:: Trecho selecionado ::
********

Correram para garantir o seu. O auxílio emergencial foi necessário, mas depois foi tornado política permanente sem o devido cuidado, ao contrário do Bolsa Família, que tem um desenho muito bem focado e exige contrapartidas importantes, como manutenção dos filhos na escola. O Auxilio Brasil permitiu que cada indivíduo adulto nesse país se declarasse como família unipessoal, gerando alto nível de fraudes e um gasto muito mal focalizado. Isso num auxílio de R$ 600. E se formos falar de linhas subsidiadas para empresários? E regimes especiais de aposentadoria para militares? É preciso um processo de reeducação e de revisão de valores no Brasil, mas não acredito que a gente vá ver isso tão cedo.
O governo Bolsonaro não se revelou tão liberal quanto prometia. O governo Lula está se revelando tão antiliberal e intervencionista como a fama que o precedeu?

********

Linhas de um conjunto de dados
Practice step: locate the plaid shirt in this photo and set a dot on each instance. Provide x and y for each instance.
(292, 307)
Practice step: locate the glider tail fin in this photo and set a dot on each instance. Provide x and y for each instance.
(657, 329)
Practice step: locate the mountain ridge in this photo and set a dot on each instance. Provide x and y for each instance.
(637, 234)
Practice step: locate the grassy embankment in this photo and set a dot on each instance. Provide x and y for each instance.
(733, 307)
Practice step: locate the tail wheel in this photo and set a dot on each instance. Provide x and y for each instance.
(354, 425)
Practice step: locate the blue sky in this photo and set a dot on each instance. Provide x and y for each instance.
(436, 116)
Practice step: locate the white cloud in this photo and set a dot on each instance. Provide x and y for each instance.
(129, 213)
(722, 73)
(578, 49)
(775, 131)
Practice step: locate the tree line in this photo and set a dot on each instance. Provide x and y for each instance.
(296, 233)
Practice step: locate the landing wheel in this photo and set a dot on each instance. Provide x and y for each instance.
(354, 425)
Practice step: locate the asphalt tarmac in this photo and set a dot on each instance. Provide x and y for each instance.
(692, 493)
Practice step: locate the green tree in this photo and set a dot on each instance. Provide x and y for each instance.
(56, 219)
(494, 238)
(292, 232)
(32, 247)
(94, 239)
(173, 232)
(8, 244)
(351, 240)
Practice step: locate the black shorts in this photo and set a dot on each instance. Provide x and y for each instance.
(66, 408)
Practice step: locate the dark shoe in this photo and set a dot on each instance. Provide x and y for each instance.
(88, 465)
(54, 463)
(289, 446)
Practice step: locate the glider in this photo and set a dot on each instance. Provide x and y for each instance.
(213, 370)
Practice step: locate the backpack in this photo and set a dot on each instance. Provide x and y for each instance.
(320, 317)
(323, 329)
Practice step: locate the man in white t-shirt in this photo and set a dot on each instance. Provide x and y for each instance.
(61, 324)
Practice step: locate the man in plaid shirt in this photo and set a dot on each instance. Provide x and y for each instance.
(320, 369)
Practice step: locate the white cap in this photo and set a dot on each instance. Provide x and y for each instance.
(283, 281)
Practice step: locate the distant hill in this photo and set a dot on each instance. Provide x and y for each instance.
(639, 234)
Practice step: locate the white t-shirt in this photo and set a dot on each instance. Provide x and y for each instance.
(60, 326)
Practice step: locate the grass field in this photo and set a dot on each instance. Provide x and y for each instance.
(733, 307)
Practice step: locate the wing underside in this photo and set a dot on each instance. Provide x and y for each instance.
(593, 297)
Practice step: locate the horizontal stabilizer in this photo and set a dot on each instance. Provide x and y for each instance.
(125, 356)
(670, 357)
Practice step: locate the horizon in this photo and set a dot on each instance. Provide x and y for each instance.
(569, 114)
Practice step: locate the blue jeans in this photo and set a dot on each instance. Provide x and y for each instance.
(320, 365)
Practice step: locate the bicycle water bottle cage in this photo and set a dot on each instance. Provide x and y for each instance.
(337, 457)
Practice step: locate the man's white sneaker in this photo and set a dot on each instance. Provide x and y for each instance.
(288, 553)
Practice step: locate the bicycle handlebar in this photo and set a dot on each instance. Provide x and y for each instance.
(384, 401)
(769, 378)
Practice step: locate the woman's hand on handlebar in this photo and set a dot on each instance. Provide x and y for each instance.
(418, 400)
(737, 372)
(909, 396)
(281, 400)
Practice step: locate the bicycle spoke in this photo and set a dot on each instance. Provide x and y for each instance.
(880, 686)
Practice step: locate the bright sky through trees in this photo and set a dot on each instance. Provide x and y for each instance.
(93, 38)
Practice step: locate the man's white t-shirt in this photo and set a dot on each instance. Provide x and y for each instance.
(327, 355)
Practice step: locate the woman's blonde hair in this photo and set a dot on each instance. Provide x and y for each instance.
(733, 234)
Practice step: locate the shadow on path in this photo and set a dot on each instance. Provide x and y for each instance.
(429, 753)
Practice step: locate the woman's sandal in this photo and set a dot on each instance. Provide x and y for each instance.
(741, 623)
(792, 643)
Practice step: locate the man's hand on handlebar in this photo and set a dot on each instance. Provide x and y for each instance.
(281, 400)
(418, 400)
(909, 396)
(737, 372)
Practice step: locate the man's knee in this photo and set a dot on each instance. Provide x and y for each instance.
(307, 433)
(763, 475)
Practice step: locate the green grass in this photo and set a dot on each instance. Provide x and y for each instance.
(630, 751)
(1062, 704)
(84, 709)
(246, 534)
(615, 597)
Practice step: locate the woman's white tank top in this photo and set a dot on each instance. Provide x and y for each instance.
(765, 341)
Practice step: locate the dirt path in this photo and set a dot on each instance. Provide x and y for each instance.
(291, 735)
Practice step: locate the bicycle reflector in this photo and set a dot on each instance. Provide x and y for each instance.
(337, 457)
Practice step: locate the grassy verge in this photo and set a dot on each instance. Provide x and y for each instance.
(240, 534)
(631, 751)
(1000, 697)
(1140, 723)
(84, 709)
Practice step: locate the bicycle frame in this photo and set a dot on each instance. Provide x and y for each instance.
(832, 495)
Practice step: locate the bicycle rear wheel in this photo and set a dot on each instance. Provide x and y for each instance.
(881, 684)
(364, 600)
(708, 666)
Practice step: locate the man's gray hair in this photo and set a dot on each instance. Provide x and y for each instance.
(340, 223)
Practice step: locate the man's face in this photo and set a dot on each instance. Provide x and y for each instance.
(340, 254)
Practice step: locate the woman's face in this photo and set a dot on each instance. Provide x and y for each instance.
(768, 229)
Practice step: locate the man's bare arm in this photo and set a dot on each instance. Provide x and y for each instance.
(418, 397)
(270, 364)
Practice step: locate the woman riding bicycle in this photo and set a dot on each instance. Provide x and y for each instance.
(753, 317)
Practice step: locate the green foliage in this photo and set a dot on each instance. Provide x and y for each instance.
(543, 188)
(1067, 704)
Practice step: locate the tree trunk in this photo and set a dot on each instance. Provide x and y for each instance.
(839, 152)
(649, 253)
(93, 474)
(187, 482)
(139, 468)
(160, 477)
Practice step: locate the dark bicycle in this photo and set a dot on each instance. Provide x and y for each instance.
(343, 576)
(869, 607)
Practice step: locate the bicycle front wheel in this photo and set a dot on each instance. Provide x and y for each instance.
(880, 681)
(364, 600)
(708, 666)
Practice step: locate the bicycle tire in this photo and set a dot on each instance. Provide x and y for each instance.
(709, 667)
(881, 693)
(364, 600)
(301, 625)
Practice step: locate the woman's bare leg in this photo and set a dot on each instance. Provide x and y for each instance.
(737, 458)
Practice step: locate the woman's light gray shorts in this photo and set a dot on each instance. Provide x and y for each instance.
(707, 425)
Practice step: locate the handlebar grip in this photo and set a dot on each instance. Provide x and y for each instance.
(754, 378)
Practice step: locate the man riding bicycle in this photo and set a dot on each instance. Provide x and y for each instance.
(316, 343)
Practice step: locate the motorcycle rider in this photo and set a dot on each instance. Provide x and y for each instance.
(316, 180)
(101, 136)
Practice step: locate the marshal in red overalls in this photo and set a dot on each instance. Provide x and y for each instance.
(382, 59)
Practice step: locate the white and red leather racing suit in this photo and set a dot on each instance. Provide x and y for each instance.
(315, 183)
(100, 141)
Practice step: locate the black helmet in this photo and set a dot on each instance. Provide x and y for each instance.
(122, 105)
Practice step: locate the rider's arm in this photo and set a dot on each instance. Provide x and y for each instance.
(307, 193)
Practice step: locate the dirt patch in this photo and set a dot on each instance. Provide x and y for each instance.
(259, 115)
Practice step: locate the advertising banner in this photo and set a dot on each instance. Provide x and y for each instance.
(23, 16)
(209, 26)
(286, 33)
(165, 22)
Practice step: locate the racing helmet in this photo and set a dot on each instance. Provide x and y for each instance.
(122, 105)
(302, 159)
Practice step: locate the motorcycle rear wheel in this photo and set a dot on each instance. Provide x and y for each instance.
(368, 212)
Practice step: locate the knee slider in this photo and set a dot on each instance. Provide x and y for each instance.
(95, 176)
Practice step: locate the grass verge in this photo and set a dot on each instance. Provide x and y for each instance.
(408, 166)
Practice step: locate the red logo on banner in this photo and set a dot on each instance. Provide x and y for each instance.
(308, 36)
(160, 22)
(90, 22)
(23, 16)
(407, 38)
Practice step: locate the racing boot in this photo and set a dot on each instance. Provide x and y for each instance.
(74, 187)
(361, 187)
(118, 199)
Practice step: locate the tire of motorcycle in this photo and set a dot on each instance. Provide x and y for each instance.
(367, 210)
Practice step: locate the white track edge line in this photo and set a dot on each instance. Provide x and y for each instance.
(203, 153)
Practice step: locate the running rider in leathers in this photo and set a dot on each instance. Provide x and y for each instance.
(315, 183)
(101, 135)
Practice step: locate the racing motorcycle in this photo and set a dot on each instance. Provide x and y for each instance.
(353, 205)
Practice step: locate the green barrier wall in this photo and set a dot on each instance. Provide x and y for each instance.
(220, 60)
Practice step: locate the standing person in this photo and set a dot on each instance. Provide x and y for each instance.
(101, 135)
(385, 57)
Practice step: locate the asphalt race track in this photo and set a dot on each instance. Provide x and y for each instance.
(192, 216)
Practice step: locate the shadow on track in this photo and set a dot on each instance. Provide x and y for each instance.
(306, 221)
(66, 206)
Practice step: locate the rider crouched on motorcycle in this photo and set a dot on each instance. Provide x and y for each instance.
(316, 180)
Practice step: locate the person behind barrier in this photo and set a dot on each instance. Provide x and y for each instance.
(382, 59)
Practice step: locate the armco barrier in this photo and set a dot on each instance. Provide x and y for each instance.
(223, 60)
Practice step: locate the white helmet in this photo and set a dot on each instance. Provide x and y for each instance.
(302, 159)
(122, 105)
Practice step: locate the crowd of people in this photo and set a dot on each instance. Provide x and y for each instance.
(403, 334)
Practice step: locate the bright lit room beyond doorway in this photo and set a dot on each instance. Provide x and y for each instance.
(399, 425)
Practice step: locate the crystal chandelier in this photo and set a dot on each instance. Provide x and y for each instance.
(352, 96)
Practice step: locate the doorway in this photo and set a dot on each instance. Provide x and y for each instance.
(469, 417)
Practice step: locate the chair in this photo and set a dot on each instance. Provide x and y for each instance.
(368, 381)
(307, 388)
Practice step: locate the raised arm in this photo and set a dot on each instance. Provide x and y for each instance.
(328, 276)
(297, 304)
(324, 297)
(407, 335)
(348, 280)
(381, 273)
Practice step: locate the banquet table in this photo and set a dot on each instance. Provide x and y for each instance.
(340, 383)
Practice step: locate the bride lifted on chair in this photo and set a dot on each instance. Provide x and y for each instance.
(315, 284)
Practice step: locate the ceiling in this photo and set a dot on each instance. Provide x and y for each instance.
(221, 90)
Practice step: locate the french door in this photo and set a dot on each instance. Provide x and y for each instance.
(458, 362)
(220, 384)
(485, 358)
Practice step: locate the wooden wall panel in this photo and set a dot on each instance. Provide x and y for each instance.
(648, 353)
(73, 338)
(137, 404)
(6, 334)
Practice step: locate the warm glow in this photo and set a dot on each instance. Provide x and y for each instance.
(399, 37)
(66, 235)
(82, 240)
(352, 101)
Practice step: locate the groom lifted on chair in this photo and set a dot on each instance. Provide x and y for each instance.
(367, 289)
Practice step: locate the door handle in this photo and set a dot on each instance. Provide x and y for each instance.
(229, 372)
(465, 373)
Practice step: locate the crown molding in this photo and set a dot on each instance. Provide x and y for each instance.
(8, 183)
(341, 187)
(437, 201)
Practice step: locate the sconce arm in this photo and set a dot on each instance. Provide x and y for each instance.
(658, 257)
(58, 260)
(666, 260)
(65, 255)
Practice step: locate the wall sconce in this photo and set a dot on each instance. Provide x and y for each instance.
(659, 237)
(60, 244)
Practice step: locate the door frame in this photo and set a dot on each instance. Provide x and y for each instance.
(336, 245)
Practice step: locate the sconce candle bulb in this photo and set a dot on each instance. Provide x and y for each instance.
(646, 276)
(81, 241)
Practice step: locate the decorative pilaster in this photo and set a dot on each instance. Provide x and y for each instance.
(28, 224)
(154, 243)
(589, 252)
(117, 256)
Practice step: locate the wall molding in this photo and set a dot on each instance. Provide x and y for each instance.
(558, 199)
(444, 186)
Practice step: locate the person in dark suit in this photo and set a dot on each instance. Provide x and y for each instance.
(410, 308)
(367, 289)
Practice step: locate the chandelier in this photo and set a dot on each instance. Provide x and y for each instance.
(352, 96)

********

:: Tarefas pedidas ::
A. Transcreva integralmente o trecho selecionado, do começo ao fim.
B. Selecione e copie todas as linhas que contêm a palavra "riding".

:: Respostas das tarefas ::
A.
Correram para garantir o seu. O auxílio emergencial foi necessário, mas depois foi tornado política permanente sem o devido cuidado, ao contrário do Bolsa Família, que tem um desenho muito bem focado e exige contrapartidas importantes, como manutenção dos filhos na escola. O Auxilio Brasil permitiu que cada indivíduo adulto nesse país se declarasse como família unipessoal, gerando alto nível de fraudes e um gasto muito mal focalizado. Isso num auxílio de R$ 600. E se formos falar de linhas subsidiadas para empresários? E regimes especiais de aposentadoria para militares? É preciso um processo de reeducação e de revisão de valores no Brasil, mas não acredito que a gente vá ver isso tão cedo.
O governo Bolsonaro não se revelou tão liberal quanto prometia. O governo Lula está se revelando tão antiliberal e intervencionista como a fama que o precedeu?

B.
Practice step: locate the woman riding bicycle in this photo and set a dot on each instance. Provide x and y for each instance.
Practice step: locate the man riding bicycle in this photo and set a dot on each instance. Provide x and y for each instance.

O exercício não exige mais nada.